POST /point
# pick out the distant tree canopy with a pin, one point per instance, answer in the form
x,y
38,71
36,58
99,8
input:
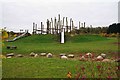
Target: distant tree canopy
x,y
114,28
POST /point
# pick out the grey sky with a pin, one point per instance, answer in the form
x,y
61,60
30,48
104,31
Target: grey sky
x,y
19,14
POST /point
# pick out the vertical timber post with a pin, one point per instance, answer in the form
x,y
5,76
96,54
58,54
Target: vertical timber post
x,y
66,25
79,25
55,25
36,29
47,26
62,36
52,30
84,24
41,27
70,25
33,28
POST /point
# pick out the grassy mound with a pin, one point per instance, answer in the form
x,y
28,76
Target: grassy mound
x,y
38,39
55,68
54,38
86,38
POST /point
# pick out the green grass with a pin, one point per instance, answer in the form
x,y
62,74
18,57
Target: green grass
x,y
76,44
53,68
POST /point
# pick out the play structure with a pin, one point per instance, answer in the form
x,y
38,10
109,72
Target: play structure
x,y
55,26
18,37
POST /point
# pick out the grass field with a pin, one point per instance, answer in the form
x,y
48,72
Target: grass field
x,y
42,67
76,44
55,68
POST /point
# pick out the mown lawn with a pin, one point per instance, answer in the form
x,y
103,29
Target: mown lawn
x,y
76,44
55,68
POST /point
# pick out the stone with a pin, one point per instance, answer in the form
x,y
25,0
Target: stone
x,y
106,60
82,58
10,54
89,55
43,54
35,55
9,57
103,55
19,55
117,60
99,58
64,57
62,54
32,54
8,47
70,56
49,55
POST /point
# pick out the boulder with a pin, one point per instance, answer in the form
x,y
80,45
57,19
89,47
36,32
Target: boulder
x,y
103,55
10,54
82,58
64,57
35,55
99,58
32,54
49,55
43,54
89,55
8,47
62,54
19,55
117,60
70,56
9,57
106,60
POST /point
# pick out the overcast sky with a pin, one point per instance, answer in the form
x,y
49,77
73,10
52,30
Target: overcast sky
x,y
20,14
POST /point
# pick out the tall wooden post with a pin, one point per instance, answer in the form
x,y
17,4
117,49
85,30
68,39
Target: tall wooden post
x,y
52,30
36,29
70,25
66,25
50,27
84,24
55,25
41,27
59,27
33,28
47,26
79,25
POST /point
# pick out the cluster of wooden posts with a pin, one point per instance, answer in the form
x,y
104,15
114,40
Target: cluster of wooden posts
x,y
56,26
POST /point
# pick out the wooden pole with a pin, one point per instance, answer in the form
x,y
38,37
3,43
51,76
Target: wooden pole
x,y
47,26
66,25
79,25
59,27
84,24
55,25
70,25
33,28
41,27
52,30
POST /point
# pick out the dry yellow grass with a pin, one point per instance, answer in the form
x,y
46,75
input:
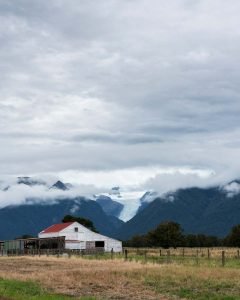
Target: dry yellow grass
x,y
117,279
79,277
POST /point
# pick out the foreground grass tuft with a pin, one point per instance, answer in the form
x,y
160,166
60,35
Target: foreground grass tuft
x,y
184,283
22,290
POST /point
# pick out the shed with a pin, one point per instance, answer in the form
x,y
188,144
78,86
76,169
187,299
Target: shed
x,y
78,237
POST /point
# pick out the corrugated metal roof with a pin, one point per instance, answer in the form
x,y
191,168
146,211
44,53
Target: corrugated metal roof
x,y
56,227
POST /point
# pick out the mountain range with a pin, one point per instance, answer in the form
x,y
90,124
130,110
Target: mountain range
x,y
211,211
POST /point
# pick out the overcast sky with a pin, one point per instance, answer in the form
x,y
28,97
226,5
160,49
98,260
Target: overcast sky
x,y
120,91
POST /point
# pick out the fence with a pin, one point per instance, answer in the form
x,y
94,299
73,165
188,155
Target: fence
x,y
229,257
188,256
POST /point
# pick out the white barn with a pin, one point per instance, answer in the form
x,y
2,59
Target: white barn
x,y
78,237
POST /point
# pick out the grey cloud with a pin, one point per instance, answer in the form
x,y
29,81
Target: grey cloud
x,y
110,85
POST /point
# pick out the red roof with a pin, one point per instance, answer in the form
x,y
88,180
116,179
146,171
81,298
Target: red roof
x,y
56,227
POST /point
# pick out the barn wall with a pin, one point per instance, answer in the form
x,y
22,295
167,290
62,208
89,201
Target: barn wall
x,y
84,235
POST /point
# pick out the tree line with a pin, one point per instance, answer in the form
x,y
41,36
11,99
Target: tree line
x,y
170,234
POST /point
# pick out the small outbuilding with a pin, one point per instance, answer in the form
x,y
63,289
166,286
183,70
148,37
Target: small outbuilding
x,y
78,237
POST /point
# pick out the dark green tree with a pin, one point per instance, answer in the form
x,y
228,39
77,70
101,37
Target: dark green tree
x,y
85,222
167,234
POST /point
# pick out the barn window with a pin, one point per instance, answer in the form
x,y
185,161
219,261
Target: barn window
x,y
99,244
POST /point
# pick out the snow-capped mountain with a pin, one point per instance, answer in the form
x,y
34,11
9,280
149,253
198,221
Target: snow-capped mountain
x,y
131,201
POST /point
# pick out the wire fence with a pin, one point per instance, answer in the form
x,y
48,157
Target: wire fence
x,y
225,257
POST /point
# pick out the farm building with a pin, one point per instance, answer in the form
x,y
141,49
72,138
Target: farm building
x,y
78,237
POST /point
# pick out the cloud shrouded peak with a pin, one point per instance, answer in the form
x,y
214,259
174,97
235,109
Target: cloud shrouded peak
x,y
105,86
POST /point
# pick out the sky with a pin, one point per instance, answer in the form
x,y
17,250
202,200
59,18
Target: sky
x,y
138,93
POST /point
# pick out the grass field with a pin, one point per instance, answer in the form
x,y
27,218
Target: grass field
x,y
79,278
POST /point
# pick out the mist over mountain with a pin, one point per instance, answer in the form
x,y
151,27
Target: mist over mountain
x,y
211,211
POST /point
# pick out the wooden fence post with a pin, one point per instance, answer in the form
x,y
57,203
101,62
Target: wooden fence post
x,y
125,254
112,253
223,258
168,256
197,257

> [Activity]
Write out the data in full and exactly as given, though without the images.

> [Answer below]
POST /point
# pick out the distant tree canopy with a pin, one point per instance, answer in the form
x,y
38,71
36,58
99,8
input:
Target: distant tree canopy
x,y
114,28
POST /point
# pick out the grey sky with a pin, one point per instance, answer in the form
x,y
61,60
30,48
104,31
Target: grey sky
x,y
19,14
POST /point
# pick out the vertical timber post with a pin, one point per instance, answer in the form
x,y
5,76
96,54
58,54
Target: vertical timber post
x,y
66,25
79,25
55,25
36,29
47,26
62,36
52,30
84,24
41,27
70,25
33,28
POST /point
# pick out the grassy mound with a pin, one point per instance, answer in the form
x,y
28,76
Target: grassy mound
x,y
38,39
55,68
54,38
86,38
POST /point
# pick out the green grass with a pin, one point per instance, answer in the form
x,y
62,74
18,57
Target: green grass
x,y
76,44
53,68
POST /point
# pick out the play structure with a pin, one point per instance, answer in the form
x,y
38,10
109,72
Target: play structure
x,y
55,26
18,37
POST /point
# pick out the grass field with a pin, one point per instance, answer in the form
x,y
48,72
Target: grass field
x,y
42,67
76,44
55,68
POST /point
# pick out the mown lawn with a pin, one point per instance, answer in the form
x,y
103,29
Target: mown lawn
x,y
76,44
55,68
POST /point
# pick out the stone with a pin, one point per instance, answer in the form
x,y
25,0
Target: stone
x,y
106,60
82,58
10,54
89,55
43,54
35,55
9,57
103,55
19,55
117,60
99,58
64,57
62,54
32,54
8,47
70,56
49,55
POST /point
# pick out the boulder with a pin, one point per instance, answer in the form
x,y
80,45
57,19
89,47
36,32
Target: boulder
x,y
103,55
10,54
82,58
64,57
35,55
99,58
32,54
49,55
43,54
89,55
8,47
62,54
19,55
117,60
70,56
9,57
106,60
POST /point
# pick out the overcast sky with a pin, one point per instance, answer in the form
x,y
49,77
73,10
52,30
Target: overcast sky
x,y
20,14
POST /point
# pick out the tall wooden post with a pin, one point per instance, answer in the form
x,y
17,4
117,49
85,30
68,39
Target: tall wooden post
x,y
52,30
36,29
70,25
66,25
50,27
84,24
55,25
41,27
59,27
33,28
47,26
79,25
POST /point
# pick out the cluster of wooden posts with a pin, one point per instance, answer in the form
x,y
104,15
114,40
Target: cluster of wooden posts
x,y
56,26
POST /point
# pick out the wooden pole with a pin, one point per instance, answer in the form
x,y
38,37
3,43
51,76
Target: wooden pole
x,y
47,26
66,25
79,25
59,27
84,24
55,25
70,25
33,28
41,27
52,30
POST /point
# pick out the dry yellow grass with a pin, one point per instance, answer in the form
x,y
46,75
input:
Target: dry yellow grass
x,y
117,279
79,277
POST /point
# pick out the foreground grass tuft with a pin, one point per instance, answer in the form
x,y
160,166
60,35
Target: foreground grass tuft
x,y
184,283
22,290
POST /point
# pick out the shed with a pin, one point per instance, answer in the form
x,y
188,144
78,86
76,169
187,299
Target: shed
x,y
78,237
POST /point
# pick out the corrugated metal roof with a pin, one point per instance, answer in the form
x,y
191,168
146,211
44,53
Target: corrugated metal roof
x,y
56,227
POST /point
# pick out the mountain range with a pin, one point per instance, answer in the form
x,y
90,124
130,110
Target: mountain range
x,y
211,211
POST /point
# pick out the overcast sky with a pin, one point per instance, answer in the form
x,y
28,97
226,5
160,49
98,260
Target: overcast sky
x,y
120,91
POST /point
# pick out the fence with a pin, one point per instance, answer in the form
x,y
94,299
73,165
188,155
Target: fence
x,y
229,257
188,256
POST /point
# pick out the white barn with a pin, one point per instance, answer in the form
x,y
2,59
Target: white barn
x,y
78,237
POST /point
# pick out the grey cloud with a pin, one point per instance, answer in the form
x,y
29,81
Target: grey cloud
x,y
110,85
POST /point
# pick out the red roof with a pin, one point per instance, answer in the form
x,y
88,180
116,179
146,171
81,298
Target: red roof
x,y
56,227
POST /point
# pick out the barn wall with a pin, one point per instance, answer in the form
x,y
22,295
167,290
62,208
89,201
Target: barn wall
x,y
84,235
POST /point
# pick out the tree line with a pin, one point per instance, answer in the form
x,y
41,36
11,99
Target: tree line
x,y
170,234
POST /point
# pick out the small outbuilding with a pin, one point per instance, answer in the form
x,y
63,289
166,286
183,70
148,37
Target: small outbuilding
x,y
78,237
POST /point
# pick out the dark green tree with a pin, one point per instance, answer in the form
x,y
228,39
77,70
101,37
Target: dark green tree
x,y
85,222
167,234
POST /point
# pick out the barn window with a pin, one point per instance, answer in the form
x,y
185,161
219,261
Target: barn window
x,y
99,244
POST /point
# pick out the snow-capped mountain with a pin, one point per instance, answer in the form
x,y
34,11
9,280
149,253
198,221
Target: snow-capped mountain
x,y
131,201
POST /point
# pick out the wire fence with a pin, one point per instance, answer in the form
x,y
48,157
Target: wire fence
x,y
225,257
POST /point
# pick out the farm building with a pin, one point per instance, answer in the form
x,y
141,49
72,138
Target: farm building
x,y
78,237
POST /point
# pick out the cloud shrouded peak with a pin, one point per instance, answer in the form
x,y
214,259
174,97
235,109
Target: cloud shrouded peak
x,y
105,86
POST /point
# pick out the sky with a pin, one point per instance, answer in the form
x,y
17,250
202,200
59,18
Target: sky
x,y
138,93
POST /point
# pick out the grass field with a pin, one point per instance, answer in the form
x,y
27,218
Target: grass field
x,y
79,278
POST /point
# pick out the mist over mountain with a pin, one point per instance, answer in the form
x,y
151,27
Target: mist over mountain
x,y
211,211
POST /point
# pick out the wooden fence post with a pin, one point per instance, answer in the form
x,y
57,203
101,62
Target: wooden fence post
x,y
125,254
112,253
223,258
168,256
197,257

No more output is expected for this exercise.